» **Task to complete**
Output all records below verbatim.

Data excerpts
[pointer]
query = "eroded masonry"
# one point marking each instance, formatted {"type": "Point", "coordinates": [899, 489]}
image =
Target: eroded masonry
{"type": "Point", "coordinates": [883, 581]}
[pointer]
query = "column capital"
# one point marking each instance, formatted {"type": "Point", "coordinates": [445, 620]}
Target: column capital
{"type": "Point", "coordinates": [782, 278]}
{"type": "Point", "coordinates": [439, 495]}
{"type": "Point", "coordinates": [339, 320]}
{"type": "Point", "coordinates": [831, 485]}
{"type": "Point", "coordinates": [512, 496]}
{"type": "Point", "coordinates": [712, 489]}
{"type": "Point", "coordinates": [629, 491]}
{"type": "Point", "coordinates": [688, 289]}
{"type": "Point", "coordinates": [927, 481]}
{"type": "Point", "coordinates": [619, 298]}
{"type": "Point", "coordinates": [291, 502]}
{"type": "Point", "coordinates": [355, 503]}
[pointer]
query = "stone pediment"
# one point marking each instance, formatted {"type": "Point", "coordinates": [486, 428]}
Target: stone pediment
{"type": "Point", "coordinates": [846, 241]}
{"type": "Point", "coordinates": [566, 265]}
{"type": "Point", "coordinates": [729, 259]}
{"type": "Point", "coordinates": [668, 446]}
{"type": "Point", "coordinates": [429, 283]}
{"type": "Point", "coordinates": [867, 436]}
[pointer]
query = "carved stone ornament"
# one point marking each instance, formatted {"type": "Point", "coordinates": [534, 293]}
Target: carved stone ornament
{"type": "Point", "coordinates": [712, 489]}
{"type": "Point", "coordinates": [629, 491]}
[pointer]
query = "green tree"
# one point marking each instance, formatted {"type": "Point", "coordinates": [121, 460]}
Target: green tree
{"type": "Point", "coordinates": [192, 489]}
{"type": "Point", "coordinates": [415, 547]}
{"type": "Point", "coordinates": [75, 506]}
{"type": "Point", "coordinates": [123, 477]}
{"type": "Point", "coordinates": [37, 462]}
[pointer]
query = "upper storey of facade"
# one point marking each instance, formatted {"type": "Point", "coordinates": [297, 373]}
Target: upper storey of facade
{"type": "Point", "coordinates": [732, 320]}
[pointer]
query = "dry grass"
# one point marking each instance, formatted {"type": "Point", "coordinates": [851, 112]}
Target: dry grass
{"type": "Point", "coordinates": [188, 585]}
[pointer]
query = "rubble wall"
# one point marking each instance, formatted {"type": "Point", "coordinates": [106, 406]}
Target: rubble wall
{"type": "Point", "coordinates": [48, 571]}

» **Exercise response**
[pointer]
query = "eroded masonry"
# one point marking each instance, formatted {"type": "Point", "coordinates": [899, 489]}
image =
Target: eroded masonry
{"type": "Point", "coordinates": [883, 581]}
[pointer]
query = "column capital"
# one point marking each instance, formatted {"type": "Point", "coordinates": [445, 620]}
Target: column capital
{"type": "Point", "coordinates": [782, 278]}
{"type": "Point", "coordinates": [439, 495]}
{"type": "Point", "coordinates": [339, 320]}
{"type": "Point", "coordinates": [831, 485]}
{"type": "Point", "coordinates": [512, 496]}
{"type": "Point", "coordinates": [712, 489]}
{"type": "Point", "coordinates": [629, 491]}
{"type": "Point", "coordinates": [688, 289]}
{"type": "Point", "coordinates": [927, 481]}
{"type": "Point", "coordinates": [619, 298]}
{"type": "Point", "coordinates": [291, 502]}
{"type": "Point", "coordinates": [355, 503]}
[pointer]
query = "stone pediment"
# one point marking each instance, formatted {"type": "Point", "coordinates": [486, 428]}
Target: stone pediment
{"type": "Point", "coordinates": [846, 241]}
{"type": "Point", "coordinates": [566, 265]}
{"type": "Point", "coordinates": [729, 259]}
{"type": "Point", "coordinates": [668, 446]}
{"type": "Point", "coordinates": [429, 283]}
{"type": "Point", "coordinates": [867, 436]}
[pointer]
query = "carved stone ornament"
# one point marking each instance, formatted {"type": "Point", "coordinates": [534, 293]}
Target: carved stone ornament
{"type": "Point", "coordinates": [712, 489]}
{"type": "Point", "coordinates": [629, 491]}
[pointer]
query = "green tree"
# one point marking each instance, formatted {"type": "Point", "coordinates": [121, 460]}
Target: green tree
{"type": "Point", "coordinates": [192, 489]}
{"type": "Point", "coordinates": [415, 547]}
{"type": "Point", "coordinates": [75, 506]}
{"type": "Point", "coordinates": [123, 477]}
{"type": "Point", "coordinates": [37, 462]}
[pointer]
query = "upper storey of facade"
# one point marking each instance, formatted {"type": "Point", "coordinates": [297, 373]}
Target: upper storey of facade
{"type": "Point", "coordinates": [732, 320]}
[pointer]
query = "dry grass"
# one point marking each instance, formatted {"type": "Point", "coordinates": [851, 112]}
Target: dry grass
{"type": "Point", "coordinates": [188, 585]}
[pointer]
query = "rubble wall"
# one point marking each instance, formatted {"type": "Point", "coordinates": [106, 406]}
Target: rubble wall
{"type": "Point", "coordinates": [48, 571]}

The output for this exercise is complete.